[Point annotation dataset records]
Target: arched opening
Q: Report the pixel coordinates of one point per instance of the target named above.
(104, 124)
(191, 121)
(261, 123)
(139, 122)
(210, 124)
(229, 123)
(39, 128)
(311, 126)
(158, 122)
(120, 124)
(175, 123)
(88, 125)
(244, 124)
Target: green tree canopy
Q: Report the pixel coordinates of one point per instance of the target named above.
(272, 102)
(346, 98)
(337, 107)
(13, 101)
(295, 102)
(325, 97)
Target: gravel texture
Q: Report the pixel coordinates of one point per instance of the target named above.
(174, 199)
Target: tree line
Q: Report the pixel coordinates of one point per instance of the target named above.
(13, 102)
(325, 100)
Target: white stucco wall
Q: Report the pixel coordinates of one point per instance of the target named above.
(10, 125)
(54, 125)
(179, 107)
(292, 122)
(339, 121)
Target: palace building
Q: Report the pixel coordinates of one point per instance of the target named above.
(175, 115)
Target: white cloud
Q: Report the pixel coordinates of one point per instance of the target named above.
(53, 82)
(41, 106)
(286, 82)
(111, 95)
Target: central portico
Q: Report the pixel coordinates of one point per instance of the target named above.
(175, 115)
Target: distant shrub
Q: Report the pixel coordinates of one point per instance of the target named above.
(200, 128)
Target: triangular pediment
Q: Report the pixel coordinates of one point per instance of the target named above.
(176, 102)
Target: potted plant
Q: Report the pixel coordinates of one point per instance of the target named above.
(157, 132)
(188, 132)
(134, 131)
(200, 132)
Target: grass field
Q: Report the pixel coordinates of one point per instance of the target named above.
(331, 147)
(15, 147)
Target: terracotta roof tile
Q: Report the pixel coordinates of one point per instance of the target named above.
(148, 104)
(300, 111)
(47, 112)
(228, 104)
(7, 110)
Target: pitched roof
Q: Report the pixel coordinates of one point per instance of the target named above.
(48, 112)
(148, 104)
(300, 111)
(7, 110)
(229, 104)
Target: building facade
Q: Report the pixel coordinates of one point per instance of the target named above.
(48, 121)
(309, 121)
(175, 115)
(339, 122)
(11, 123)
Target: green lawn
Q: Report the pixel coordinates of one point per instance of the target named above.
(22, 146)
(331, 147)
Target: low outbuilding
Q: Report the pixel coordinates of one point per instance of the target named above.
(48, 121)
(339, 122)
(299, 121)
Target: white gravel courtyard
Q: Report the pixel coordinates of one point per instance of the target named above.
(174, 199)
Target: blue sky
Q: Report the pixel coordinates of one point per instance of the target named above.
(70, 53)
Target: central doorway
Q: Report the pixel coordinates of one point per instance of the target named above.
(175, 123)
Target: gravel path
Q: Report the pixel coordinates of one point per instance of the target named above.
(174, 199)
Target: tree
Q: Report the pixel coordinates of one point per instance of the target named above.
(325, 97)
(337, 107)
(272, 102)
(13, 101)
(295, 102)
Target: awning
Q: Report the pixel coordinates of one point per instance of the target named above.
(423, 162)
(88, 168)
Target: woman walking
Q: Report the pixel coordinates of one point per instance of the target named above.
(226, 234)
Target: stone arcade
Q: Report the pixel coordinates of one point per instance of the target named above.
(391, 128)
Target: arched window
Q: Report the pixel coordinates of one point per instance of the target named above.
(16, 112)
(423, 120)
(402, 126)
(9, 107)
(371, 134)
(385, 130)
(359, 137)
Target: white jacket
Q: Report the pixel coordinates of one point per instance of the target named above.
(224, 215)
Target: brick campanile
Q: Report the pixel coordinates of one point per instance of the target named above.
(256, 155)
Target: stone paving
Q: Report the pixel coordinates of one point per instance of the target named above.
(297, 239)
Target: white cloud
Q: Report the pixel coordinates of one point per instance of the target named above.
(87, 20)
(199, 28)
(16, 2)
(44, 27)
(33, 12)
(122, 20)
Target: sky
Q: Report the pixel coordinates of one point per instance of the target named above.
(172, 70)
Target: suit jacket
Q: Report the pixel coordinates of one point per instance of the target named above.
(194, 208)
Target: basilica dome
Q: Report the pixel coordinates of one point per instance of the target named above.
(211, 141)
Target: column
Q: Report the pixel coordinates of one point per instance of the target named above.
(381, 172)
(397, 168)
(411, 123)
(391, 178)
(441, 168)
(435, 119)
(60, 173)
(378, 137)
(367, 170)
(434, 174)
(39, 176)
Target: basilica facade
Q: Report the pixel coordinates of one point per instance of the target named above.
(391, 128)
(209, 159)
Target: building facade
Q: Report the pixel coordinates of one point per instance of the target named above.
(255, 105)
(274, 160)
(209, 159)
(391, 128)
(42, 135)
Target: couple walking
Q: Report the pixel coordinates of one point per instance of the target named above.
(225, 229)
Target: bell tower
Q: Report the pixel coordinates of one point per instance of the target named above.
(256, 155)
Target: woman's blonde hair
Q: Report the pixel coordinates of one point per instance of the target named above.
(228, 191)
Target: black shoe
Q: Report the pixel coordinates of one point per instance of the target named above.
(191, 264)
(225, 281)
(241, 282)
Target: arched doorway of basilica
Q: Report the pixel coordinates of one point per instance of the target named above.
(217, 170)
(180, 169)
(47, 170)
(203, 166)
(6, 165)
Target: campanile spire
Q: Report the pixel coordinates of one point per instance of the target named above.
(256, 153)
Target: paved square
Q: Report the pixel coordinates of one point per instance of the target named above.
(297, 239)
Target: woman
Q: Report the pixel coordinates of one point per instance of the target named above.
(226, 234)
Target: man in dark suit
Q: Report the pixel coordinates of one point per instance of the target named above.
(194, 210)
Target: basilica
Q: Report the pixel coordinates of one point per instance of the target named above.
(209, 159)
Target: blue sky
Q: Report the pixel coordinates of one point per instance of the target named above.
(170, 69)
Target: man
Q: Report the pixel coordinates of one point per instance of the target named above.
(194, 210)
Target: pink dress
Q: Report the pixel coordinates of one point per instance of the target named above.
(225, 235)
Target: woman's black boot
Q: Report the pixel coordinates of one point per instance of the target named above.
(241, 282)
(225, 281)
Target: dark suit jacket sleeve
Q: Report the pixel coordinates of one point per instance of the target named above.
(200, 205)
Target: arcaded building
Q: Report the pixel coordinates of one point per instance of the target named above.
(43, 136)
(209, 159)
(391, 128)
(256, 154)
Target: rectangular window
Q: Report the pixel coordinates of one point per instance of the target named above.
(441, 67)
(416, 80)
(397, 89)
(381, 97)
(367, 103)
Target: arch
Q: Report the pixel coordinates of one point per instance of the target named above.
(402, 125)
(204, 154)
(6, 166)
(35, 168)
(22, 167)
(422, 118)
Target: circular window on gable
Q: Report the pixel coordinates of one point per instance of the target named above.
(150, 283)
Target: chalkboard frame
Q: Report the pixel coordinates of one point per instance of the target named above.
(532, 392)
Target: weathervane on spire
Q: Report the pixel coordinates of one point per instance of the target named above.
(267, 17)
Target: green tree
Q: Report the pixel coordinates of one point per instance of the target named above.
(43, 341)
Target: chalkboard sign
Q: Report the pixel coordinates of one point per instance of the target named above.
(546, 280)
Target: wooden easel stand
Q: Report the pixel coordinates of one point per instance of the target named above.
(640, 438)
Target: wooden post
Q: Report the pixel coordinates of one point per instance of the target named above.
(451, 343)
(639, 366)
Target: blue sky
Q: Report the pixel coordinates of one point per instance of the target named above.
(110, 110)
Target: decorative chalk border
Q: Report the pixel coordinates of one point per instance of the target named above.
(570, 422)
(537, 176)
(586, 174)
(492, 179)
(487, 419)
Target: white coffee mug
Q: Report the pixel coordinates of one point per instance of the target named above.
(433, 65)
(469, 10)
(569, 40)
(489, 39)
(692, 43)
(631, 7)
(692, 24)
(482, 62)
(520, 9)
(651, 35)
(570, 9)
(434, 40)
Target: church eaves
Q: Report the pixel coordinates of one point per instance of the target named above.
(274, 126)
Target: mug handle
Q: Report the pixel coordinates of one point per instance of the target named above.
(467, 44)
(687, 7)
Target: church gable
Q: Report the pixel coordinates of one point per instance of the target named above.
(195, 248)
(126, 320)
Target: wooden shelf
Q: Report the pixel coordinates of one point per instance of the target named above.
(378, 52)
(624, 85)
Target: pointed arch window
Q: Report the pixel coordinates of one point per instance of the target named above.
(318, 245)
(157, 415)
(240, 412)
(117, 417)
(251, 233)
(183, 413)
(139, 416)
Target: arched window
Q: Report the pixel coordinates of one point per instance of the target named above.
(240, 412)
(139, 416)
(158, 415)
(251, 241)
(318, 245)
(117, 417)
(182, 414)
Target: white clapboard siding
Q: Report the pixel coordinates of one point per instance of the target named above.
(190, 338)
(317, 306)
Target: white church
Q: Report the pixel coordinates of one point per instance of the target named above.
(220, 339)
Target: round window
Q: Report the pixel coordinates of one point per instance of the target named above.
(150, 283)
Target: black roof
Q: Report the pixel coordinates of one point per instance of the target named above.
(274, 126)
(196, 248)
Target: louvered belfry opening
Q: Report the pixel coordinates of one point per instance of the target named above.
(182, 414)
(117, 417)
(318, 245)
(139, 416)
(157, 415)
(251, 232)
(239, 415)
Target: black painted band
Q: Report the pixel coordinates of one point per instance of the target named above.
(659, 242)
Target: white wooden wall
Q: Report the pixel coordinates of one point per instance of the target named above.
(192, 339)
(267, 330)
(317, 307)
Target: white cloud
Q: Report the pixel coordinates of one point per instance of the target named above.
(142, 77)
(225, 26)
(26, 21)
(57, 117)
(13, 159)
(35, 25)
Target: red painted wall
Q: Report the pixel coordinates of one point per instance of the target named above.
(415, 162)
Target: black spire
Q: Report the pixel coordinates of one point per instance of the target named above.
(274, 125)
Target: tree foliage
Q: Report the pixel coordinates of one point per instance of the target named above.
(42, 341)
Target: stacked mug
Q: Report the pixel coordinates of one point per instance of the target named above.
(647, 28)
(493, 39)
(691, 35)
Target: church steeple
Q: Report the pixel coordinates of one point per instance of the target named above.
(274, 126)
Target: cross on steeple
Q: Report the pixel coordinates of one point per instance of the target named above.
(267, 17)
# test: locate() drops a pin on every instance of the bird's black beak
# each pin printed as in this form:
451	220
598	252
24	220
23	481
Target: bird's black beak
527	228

- EXERCISE TASK
Starting at the line that contains "Target: louvered belfry opening", quote each remaining line of the entries above, unchanged.

- CORRECT OUTPUT
Target: louvered belfry opening
Q: Report the pixel coordinates of one point per instance of the target named above.
(182, 414)
(117, 417)
(318, 245)
(139, 416)
(157, 415)
(251, 232)
(239, 415)
Target: black painted band
Q: Report the pixel coordinates of one point per instance of the target named above.
(659, 242)
Target: white wooden wall
Q: Report the pixel coordinates of one point per instance of the target named above.
(192, 339)
(267, 330)
(317, 307)
Target: white cloud
Q: Report the pixel coordinates of one point per instance of the target named above.
(142, 77)
(225, 26)
(26, 21)
(57, 117)
(13, 159)
(35, 25)
Target: red painted wall
Q: Report the pixel coordinates of one point per instance of the target named above.
(415, 162)
Target: black spire
Q: Report the pixel coordinates of one point per instance of the target named above.
(274, 125)
Target: tree foliage
Q: Report the pixel coordinates of one point per instance of the target named above.
(42, 341)
Target: stacked mug
Q: Report the pixel coordinates of one point per instance of the target named above.
(647, 28)
(493, 39)
(691, 35)
Target: church steeple
Q: Report the pixel coordinates of one point per instance of the target named above.
(274, 126)
Target: cross on steeple
Q: Report the pixel coordinates of one point per instance of the target named above.
(267, 17)
# test: locate() drops a pin on every instance of the bird's black beak
# each pin printed as in this form:
451	220
598	252
24	220
23	481
Target: bird's black beak
527	228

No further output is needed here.